Source data →
========

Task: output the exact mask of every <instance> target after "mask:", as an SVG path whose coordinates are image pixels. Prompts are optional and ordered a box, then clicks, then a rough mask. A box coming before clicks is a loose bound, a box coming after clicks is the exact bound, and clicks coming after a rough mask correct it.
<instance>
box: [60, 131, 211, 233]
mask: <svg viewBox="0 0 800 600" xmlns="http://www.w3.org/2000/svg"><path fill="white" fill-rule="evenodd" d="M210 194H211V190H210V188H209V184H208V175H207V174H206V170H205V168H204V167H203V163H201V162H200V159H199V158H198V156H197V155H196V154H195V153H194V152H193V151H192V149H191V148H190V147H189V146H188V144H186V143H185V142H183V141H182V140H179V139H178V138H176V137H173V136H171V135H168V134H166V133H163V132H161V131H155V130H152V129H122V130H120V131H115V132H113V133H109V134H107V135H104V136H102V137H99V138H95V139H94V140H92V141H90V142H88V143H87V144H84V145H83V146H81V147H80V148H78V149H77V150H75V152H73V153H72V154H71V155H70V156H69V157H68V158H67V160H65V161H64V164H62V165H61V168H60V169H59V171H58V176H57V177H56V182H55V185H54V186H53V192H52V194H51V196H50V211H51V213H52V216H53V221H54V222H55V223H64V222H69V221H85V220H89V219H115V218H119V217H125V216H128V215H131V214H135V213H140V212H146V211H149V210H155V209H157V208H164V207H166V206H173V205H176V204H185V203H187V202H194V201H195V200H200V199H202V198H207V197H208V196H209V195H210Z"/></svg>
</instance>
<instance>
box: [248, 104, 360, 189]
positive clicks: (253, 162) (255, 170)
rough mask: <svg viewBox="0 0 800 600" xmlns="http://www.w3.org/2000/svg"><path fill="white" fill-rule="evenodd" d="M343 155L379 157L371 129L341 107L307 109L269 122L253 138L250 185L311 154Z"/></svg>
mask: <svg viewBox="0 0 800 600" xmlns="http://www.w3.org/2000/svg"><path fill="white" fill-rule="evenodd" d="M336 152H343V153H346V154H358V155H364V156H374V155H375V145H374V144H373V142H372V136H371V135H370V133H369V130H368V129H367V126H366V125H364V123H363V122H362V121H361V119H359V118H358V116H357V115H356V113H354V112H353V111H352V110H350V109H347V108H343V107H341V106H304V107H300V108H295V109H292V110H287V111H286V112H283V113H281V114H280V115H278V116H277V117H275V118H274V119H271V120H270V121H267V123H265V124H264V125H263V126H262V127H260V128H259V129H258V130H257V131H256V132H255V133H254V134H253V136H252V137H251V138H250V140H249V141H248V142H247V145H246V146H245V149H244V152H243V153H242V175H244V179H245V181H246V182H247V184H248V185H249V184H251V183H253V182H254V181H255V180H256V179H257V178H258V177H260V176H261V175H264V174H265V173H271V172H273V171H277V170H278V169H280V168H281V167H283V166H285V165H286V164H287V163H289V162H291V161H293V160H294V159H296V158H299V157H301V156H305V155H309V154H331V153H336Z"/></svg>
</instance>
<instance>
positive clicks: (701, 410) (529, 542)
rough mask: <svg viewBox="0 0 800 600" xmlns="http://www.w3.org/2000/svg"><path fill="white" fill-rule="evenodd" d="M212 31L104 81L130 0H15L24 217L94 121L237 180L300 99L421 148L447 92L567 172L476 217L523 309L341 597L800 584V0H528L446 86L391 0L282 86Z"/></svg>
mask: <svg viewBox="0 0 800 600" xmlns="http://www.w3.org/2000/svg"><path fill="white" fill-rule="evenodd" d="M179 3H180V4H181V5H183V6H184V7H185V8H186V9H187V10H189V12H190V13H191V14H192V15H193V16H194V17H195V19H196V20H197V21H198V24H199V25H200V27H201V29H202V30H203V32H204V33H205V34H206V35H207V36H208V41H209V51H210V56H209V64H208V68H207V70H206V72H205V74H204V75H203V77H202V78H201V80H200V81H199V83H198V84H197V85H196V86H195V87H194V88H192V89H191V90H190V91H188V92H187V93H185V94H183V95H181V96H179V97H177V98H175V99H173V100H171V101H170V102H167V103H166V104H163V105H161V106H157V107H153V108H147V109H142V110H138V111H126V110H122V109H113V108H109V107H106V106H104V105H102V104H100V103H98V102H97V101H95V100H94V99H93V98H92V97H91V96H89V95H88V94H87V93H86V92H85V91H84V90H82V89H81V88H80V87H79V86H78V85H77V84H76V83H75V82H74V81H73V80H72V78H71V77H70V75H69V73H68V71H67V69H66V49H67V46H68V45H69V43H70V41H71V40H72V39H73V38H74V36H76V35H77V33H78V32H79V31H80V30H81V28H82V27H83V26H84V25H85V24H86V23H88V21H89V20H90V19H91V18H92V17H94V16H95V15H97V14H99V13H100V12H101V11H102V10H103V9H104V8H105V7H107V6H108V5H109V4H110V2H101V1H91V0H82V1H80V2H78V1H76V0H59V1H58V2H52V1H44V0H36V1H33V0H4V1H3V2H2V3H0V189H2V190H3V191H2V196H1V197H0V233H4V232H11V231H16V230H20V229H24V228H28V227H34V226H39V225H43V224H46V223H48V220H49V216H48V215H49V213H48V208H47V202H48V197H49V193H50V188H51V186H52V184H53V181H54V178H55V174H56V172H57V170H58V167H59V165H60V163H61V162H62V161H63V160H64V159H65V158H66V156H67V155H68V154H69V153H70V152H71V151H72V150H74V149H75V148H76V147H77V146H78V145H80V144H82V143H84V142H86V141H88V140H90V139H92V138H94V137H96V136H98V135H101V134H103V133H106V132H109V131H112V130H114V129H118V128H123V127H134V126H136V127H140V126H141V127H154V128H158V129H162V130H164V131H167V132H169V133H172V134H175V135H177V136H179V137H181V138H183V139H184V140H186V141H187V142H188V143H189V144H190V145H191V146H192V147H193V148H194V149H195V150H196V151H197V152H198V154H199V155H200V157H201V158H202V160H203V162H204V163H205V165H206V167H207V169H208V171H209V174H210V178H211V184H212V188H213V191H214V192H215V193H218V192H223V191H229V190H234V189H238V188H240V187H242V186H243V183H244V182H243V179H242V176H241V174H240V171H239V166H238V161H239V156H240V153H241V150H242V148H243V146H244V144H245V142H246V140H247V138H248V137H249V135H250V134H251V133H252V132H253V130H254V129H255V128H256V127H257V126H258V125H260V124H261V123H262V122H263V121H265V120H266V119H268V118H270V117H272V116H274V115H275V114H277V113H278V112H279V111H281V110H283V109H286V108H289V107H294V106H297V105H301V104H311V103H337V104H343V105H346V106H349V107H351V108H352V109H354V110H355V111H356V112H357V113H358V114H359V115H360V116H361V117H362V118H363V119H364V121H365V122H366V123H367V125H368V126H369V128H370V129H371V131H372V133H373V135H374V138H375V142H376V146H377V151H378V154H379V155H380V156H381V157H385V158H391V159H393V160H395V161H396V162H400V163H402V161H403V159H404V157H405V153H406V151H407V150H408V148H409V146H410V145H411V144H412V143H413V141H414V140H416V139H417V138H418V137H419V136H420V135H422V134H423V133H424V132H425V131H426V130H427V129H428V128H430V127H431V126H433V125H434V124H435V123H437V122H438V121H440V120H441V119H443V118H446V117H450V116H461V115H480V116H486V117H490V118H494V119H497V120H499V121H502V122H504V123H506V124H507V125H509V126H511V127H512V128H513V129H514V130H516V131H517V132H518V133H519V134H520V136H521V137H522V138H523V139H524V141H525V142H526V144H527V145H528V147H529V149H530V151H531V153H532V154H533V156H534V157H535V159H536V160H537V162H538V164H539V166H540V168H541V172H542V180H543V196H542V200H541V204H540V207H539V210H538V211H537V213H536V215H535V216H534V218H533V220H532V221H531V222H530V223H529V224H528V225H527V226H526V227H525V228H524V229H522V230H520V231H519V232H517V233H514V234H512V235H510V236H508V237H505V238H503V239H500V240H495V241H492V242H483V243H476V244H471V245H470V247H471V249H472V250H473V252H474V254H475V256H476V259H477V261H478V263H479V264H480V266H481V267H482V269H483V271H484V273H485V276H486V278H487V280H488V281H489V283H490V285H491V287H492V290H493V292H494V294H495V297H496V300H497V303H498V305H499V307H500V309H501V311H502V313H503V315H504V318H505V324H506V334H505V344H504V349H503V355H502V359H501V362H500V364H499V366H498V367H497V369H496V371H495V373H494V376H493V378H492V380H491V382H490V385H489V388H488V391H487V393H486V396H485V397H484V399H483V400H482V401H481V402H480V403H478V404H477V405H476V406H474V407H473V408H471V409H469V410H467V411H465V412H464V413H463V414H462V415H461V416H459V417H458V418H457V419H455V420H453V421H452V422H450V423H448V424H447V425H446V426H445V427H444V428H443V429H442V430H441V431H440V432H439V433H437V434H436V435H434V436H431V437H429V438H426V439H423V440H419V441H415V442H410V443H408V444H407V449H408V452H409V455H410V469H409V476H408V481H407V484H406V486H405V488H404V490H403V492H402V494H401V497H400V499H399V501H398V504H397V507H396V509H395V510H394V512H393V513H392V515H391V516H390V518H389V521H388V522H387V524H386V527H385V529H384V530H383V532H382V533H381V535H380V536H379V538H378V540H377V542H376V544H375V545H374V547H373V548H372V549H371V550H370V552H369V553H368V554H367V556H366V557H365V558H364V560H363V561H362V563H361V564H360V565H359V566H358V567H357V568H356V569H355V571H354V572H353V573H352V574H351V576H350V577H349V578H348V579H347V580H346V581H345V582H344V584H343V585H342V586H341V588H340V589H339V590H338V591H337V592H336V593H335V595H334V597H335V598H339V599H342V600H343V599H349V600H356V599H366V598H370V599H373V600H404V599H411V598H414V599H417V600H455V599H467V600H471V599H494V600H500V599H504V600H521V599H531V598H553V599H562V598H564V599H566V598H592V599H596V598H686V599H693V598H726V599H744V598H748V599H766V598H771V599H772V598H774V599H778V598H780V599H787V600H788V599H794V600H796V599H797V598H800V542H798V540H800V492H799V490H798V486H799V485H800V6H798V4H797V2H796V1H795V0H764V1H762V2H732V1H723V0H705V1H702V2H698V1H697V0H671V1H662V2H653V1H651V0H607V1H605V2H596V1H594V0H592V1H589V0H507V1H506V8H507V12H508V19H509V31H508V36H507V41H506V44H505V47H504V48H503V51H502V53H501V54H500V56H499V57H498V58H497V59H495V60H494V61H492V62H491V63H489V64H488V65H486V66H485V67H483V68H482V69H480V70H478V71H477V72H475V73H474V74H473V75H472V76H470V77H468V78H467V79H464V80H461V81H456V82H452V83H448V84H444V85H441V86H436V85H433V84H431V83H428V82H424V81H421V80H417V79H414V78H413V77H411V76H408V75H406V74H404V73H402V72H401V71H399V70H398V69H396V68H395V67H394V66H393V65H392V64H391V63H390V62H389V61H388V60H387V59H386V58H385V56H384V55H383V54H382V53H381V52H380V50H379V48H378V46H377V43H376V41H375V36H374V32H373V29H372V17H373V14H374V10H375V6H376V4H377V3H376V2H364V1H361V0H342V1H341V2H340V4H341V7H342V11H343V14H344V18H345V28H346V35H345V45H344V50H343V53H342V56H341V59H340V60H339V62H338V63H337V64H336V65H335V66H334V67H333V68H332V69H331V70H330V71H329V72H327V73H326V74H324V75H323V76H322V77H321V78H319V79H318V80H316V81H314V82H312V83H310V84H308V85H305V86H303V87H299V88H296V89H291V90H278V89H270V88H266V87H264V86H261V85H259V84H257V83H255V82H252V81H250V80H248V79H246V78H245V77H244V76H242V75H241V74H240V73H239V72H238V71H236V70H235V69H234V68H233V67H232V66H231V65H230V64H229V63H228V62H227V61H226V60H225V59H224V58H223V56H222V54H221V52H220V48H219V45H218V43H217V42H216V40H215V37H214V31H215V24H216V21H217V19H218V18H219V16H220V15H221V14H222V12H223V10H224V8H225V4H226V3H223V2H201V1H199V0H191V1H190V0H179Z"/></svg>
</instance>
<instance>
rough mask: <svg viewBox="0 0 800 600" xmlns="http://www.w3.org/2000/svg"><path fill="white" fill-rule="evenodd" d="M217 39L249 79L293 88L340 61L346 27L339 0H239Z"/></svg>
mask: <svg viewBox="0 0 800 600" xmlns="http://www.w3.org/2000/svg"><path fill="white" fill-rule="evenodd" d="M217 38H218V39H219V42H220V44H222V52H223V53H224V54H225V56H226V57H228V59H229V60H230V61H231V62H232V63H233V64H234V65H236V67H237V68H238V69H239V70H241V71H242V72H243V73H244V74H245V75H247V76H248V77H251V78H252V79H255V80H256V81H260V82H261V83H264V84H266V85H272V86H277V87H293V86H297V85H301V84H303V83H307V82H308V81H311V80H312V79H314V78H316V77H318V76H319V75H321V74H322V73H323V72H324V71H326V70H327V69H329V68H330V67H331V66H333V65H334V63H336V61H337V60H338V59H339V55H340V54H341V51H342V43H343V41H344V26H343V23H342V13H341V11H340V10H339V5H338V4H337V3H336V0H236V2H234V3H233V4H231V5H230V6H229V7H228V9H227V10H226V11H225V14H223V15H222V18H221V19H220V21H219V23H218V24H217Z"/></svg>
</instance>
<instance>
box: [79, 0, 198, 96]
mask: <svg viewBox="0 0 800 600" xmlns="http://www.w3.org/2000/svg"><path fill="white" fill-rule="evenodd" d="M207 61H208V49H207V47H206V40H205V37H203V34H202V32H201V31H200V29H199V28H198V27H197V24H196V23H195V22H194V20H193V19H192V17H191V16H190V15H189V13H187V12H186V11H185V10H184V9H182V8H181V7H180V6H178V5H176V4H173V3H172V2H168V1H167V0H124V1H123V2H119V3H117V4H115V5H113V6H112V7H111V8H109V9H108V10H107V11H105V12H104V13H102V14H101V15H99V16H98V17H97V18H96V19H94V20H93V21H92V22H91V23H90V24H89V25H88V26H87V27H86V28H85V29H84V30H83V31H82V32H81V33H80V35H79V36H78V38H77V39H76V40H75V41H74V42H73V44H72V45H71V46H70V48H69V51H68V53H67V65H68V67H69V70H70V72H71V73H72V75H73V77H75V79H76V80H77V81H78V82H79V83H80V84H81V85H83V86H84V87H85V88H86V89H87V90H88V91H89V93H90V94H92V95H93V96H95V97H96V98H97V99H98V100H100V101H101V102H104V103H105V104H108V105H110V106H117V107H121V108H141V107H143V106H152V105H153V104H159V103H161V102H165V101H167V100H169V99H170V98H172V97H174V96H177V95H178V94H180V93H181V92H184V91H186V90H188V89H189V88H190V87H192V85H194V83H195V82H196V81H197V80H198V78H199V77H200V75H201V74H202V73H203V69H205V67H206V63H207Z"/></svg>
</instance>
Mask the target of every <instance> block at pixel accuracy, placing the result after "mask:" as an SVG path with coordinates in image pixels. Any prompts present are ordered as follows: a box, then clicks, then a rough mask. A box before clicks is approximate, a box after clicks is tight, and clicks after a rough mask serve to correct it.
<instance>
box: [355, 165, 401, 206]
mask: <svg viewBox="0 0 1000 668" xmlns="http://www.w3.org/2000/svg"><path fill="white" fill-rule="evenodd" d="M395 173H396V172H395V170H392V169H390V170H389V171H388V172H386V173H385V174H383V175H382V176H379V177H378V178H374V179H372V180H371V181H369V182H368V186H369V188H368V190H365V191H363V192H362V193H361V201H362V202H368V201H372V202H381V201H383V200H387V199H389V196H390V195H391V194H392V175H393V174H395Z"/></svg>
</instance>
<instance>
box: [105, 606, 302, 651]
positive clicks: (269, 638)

========

Work request → Rewrite the records from the start through the line containing "box: [60, 131, 211, 233]", inclusive, putting "coarse mask" wherever "rough mask" appears and leaving everything else the same.

Answer box →
Task: output the exact mask of every <instance> target after "mask:", as an SVG path whose coordinates are image pixels. Prompts are optional and ordered a box, then clicks, then a coarse mask. A box coming before clicks is a loose bound, a box coming after clicks is the exact bound, and clicks coming after a coarse mask correct it.
<instance>
box: [60, 131, 211, 233]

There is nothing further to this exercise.